→ PROVIDED ENTRIES:
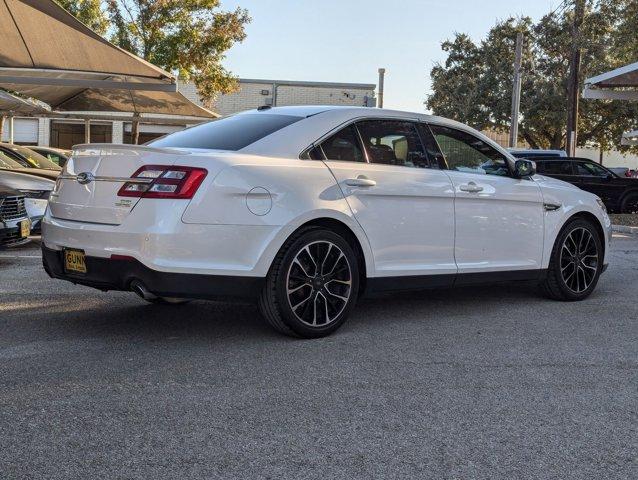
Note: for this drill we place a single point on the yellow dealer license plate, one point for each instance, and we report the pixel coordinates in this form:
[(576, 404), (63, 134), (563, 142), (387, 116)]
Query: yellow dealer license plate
[(25, 228), (74, 261)]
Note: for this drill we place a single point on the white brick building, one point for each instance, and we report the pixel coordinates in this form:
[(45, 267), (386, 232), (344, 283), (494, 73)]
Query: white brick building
[(65, 132)]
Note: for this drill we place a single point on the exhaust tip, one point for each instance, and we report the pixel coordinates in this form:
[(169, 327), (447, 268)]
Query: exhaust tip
[(138, 288)]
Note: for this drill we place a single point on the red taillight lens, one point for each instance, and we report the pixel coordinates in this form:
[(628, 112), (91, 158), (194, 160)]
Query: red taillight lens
[(164, 181)]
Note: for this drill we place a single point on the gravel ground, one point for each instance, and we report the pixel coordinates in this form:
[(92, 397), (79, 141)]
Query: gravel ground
[(482, 383)]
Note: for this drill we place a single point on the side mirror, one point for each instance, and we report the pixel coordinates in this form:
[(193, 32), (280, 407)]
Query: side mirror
[(524, 168)]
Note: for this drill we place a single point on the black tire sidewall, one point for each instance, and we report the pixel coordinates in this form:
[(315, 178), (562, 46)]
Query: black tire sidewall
[(287, 315), (567, 229)]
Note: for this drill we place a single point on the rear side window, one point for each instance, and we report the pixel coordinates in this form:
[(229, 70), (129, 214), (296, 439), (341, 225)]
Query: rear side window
[(230, 133), (393, 142), (343, 145), (554, 168), (590, 170)]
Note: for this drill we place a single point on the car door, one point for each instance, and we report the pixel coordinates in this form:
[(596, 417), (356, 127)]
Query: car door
[(499, 219), (397, 193)]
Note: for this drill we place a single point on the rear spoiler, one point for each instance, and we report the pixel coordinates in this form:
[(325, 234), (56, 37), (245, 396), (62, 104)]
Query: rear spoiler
[(103, 149)]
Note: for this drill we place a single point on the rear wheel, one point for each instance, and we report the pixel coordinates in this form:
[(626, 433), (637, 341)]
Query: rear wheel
[(576, 262), (312, 285)]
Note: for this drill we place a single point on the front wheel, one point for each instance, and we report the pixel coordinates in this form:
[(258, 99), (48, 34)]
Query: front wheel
[(312, 285), (576, 262)]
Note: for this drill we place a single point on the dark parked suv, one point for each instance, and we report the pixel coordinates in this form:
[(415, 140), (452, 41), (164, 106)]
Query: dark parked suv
[(620, 194)]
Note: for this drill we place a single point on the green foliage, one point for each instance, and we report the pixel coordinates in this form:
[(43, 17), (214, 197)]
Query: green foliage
[(474, 84), (187, 37)]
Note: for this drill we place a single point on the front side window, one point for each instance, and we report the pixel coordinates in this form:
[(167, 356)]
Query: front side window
[(393, 142), (230, 133), (466, 153), (343, 145), (590, 170)]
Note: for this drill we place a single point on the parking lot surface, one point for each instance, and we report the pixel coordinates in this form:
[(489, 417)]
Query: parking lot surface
[(489, 382)]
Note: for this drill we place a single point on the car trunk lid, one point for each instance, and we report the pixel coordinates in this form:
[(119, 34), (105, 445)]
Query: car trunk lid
[(87, 190)]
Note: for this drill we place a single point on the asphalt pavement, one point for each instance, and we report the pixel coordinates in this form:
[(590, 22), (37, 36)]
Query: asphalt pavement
[(476, 383)]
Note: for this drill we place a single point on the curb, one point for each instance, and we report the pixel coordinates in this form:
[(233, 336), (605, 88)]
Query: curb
[(624, 229)]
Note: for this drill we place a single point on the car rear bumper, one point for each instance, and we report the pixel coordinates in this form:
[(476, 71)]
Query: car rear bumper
[(121, 273)]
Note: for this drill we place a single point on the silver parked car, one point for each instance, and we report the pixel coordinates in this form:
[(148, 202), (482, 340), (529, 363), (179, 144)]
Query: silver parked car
[(36, 191)]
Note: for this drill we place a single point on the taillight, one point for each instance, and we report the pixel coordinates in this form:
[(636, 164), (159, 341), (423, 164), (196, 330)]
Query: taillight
[(163, 181)]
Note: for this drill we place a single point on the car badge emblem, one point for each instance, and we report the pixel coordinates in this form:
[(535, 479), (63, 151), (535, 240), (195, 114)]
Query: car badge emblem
[(85, 177)]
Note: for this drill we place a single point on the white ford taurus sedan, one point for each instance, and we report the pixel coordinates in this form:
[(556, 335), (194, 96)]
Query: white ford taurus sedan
[(304, 209)]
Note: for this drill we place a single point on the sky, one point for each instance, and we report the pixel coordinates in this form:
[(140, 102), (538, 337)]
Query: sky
[(348, 40)]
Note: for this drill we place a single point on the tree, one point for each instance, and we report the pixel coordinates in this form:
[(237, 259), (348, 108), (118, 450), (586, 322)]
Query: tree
[(88, 12), (189, 37), (474, 84)]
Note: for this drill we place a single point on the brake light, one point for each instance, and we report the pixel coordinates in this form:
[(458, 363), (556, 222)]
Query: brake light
[(164, 181)]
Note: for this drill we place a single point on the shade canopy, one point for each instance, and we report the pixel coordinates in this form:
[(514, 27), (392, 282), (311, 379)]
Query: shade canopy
[(618, 84), (12, 105), (47, 54)]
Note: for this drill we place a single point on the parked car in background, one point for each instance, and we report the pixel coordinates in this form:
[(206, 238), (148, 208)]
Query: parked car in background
[(56, 155), (620, 194), (15, 225), (302, 209), (38, 165), (624, 172), (36, 191), (534, 153)]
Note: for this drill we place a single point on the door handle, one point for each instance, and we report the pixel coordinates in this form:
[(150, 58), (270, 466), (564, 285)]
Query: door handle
[(471, 188), (360, 181)]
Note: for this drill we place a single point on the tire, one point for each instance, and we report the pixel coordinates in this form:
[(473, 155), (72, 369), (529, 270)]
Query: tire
[(312, 285), (630, 203), (578, 250)]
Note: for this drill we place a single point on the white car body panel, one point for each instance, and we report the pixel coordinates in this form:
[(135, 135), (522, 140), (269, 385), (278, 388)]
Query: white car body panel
[(412, 222), (408, 216)]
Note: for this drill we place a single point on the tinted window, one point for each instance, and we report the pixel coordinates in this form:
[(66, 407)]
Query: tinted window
[(393, 142), (590, 169), (431, 148), (466, 153), (554, 168), (230, 133), (343, 145)]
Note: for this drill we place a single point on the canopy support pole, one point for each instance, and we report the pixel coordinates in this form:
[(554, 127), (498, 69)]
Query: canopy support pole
[(11, 130), (135, 130)]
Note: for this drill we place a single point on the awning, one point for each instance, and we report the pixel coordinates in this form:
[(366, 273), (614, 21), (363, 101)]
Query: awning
[(12, 105), (49, 55), (618, 84)]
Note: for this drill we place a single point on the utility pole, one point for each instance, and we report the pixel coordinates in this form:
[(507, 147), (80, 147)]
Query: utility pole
[(516, 92), (573, 91), (381, 87)]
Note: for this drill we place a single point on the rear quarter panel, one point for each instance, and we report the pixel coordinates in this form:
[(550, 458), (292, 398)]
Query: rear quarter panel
[(275, 192)]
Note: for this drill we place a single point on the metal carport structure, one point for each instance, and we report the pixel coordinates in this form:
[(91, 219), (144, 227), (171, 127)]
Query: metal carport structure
[(48, 55)]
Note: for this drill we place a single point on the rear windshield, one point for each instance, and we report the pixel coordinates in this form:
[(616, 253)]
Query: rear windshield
[(230, 133), (7, 162)]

→ WORK TO COMPLETE: Set down each line of the material exactly and skip every image.

→ SOLUTION TO THE EXERCISE:
Note: for this drill we place a single point on the yellow dealer license plate, one point for each instance, and we report the pixel coordinates in this form:
[(576, 404), (63, 134), (563, 142), (387, 116)]
Query: yellow dealer license plate
[(25, 228), (74, 261)]
Note: for this drill we place a single point on the white brick building, one point for each instance, and we report the pixel coordinates in this form:
[(45, 267), (386, 232), (344, 283), (494, 73)]
Query: white brick building
[(65, 132)]
Note: for this drill we place a single point on the exhaust tip, one point for each instance, and we report the pixel coordinates in this form:
[(169, 327), (447, 268)]
Query: exhaust tip
[(138, 288)]
Note: for this drill we place a single point on the red taillight lens, one point for each instance, and we report the pixel coordinates in this form:
[(628, 112), (91, 158), (194, 160)]
Query: red taillight lens
[(164, 181)]
Note: for this drill we place a single point on the gravel ground, one point for each instance, and we report the pixel coordinates in this form:
[(92, 397), (79, 141)]
Query: gravel ground
[(482, 383)]
Note: for this drill we place a single point on the side mirror, one point for each instance, and we report the pixel coordinates in this form:
[(193, 32), (280, 407)]
Query: side mirror
[(524, 168)]
Note: for this drill we place a single point on the black tire sidewall, one point for each instance, and we report the pixel coordinates in this form:
[(315, 178), (562, 46)]
Query: black tire sidewall
[(287, 315), (567, 229)]
Note: for this drill we place a single point on the rear side window, one point for each instance, and we report the pixel coordinates in this form:
[(229, 70), (129, 214), (296, 439), (341, 225)]
Query: rear side window
[(230, 133), (393, 142), (343, 145), (554, 168), (590, 170)]
Note: for this drill we place a single point on the car door, one point for each instance, and we report the pixel coordinates in this form:
[(596, 417), (356, 127)]
Query: car door
[(499, 219), (397, 193)]
Note: for this drill we place a single point on the rear spoiler, one point for each instance, and we report the pixel coordinates in this form:
[(325, 234), (56, 37), (245, 396), (62, 104)]
Query: rear spoiler
[(103, 149)]
Note: for this drill we place a single point on the rear wheel, one point for each instance, and we report the pixel coordinates in this form:
[(626, 433), (637, 341)]
Query: rear wheel
[(576, 262), (312, 285)]
Note: for this drill we place a single point on the front wheel, one point for each instance, and we report the pixel coordinates in this form:
[(258, 99), (48, 34)]
Query: front wheel
[(312, 285), (576, 262)]
Note: for this drill we place a single point on the dark parked suv, one point for each instance, and we report the pixel coordinates in this form:
[(415, 140), (452, 41), (164, 106)]
Query: dark parked suv
[(620, 194)]
Note: for this drill we place a single point on the green foliage, one point for each instance, and we report the pixel coordinates in this form:
[(43, 17), (214, 197)]
Query: green foliage
[(474, 84), (187, 37)]
Note: for this drill we place a single point on the front side window, one point for each instance, and we report the pixel coordinates in this form:
[(167, 356)]
Query: front side window
[(393, 142), (230, 133), (466, 153), (343, 145), (590, 170)]
Note: for this drill we place a single point on the parking lot surface, one point for each instance, and we report the pixel coordinates in this form:
[(489, 417)]
Query: parking lot surface
[(489, 382)]
Note: for this drill we place a single point on the car trunk lid, one point for each instance, and we report the pixel coordinates in this form:
[(119, 34), (105, 445)]
Query: car trunk lid
[(87, 190)]
Note: for this drill we place a single point on the asphalt pavement, one point for each instance, and we report the pixel coordinates in this form:
[(590, 22), (37, 36)]
Query: asphalt pavement
[(476, 383)]
Note: for this drill we place a single point on the curb, one point for each instance, and we report the pixel coordinates in this form:
[(233, 336), (605, 88)]
Query: curb
[(624, 229)]
Note: for this drill we place a single point on the car rear bumper, one point for each instance, and we report the pixel coordinates in this form:
[(476, 71)]
Query: car rear bumper
[(121, 273)]
Note: for this drill we place a single point on the silver parked car, one point for each instance, and we report the pixel coordinates in this form:
[(148, 202), (482, 340), (529, 363), (179, 144)]
Query: silver parked car
[(36, 191)]
Note: for this drill we place a single point on the taillight, one point for each instance, and we report the pixel coordinates in this form:
[(636, 164), (159, 341), (423, 164), (196, 330)]
Query: taillight
[(163, 181)]
Note: for this drill we place a single point on the car badge emblem, one point for each instance, and we report the pixel coordinates in this form:
[(535, 479), (63, 151), (535, 240), (195, 114)]
Query: car badge emblem
[(85, 177)]
Note: for this drill we place a single point on the white ford taurus sedan, one point for each instance, and we report the pixel coordinates in this form:
[(556, 335), (194, 96)]
Query: white ford taurus sedan
[(304, 209)]
Note: for this drill we place a single point on the sky, one point for each instance, and we report the pixel coordinates in this form:
[(140, 102), (538, 337)]
Query: sky
[(348, 40)]
Note: for this drill we place a single point on the tree, one point for each instance, and we report the pixel coordinates in this form:
[(237, 259), (348, 108), (118, 450), (586, 322)]
Query: tree
[(88, 12), (189, 37), (474, 84)]
Note: for this drill we place a single point on the brake light, one point for each instance, and we report the pixel coordinates in this form:
[(458, 363), (556, 222)]
Query: brake light
[(164, 181)]
Note: for this drill we place a single point on the shade canopy, one point for each instance, and we report the pixel coordinates in this form:
[(514, 27), (392, 282), (311, 379)]
Query: shade canopy
[(618, 84), (12, 105), (47, 54)]
Note: for this drill we place a single point on the parked car in background, one point for each instance, and we report the pixel coordinates in this form:
[(206, 238), (148, 208)]
Query: parked car in background
[(56, 155), (620, 194), (15, 225), (302, 209), (38, 165), (624, 172), (36, 191), (534, 153)]
Note: for this drill we place a single point on the door handle, one point for each instance, and we report the pixel coordinates in this form:
[(150, 58), (270, 466), (564, 285)]
Query: door handle
[(471, 188), (360, 181)]
Note: for this drill we place a single point on the tire, one point for each instance, and we report the pixel coordinates in this form:
[(473, 155), (72, 369), (529, 270)]
Query: tire
[(312, 285), (630, 203), (578, 250)]
Note: for this drill we place a single point on the white car body panel, one point for each instance, and we report the pixel coordinates in this form:
[(135, 135), (522, 140), (269, 385), (278, 388)]
Query: white car body panel
[(412, 222), (408, 216)]
Note: for this drill we place a single point on the tinted window, one point for each instance, and we report the pixel coordinates in this form:
[(66, 407)]
Query: tinted window
[(393, 142), (590, 169), (431, 148), (466, 153), (554, 168), (230, 133), (343, 145)]
Note: for this drill we place a single point on the canopy support pole, one point for each instance, and we report the pixel coordinates in this form:
[(554, 127), (498, 69)]
Query: canopy support pole
[(11, 130), (135, 130)]
Note: for this drill we place a single point on the awning, one point for each instance, and we report the pixel coordinates in this form:
[(366, 273), (614, 21), (363, 101)]
Query: awning
[(12, 105), (49, 55), (618, 84)]
Note: for this drill we place a single point on the utility pole, one point for each instance, and we report the pixel coordinates in this form:
[(507, 147), (80, 147)]
Query: utility pole
[(516, 92), (573, 91), (381, 87)]
Note: for this drill we place a single point on the rear quarter panel, one point for each instance, and we report the pixel coordinates in this form:
[(550, 458), (292, 398)]
Query: rear quarter panel
[(275, 192)]
Note: for this drill we place a single point on the metal carport structure, one point for each instance, and we report the pixel coordinates in this form:
[(91, 219), (144, 227), (171, 127)]
Query: metal carport structure
[(48, 55)]
Note: for this drill we place a single point on the rear windshield, one point for each instance, and we report the pixel coordinates in this form:
[(616, 253)]
Query: rear windshield
[(230, 133), (7, 162)]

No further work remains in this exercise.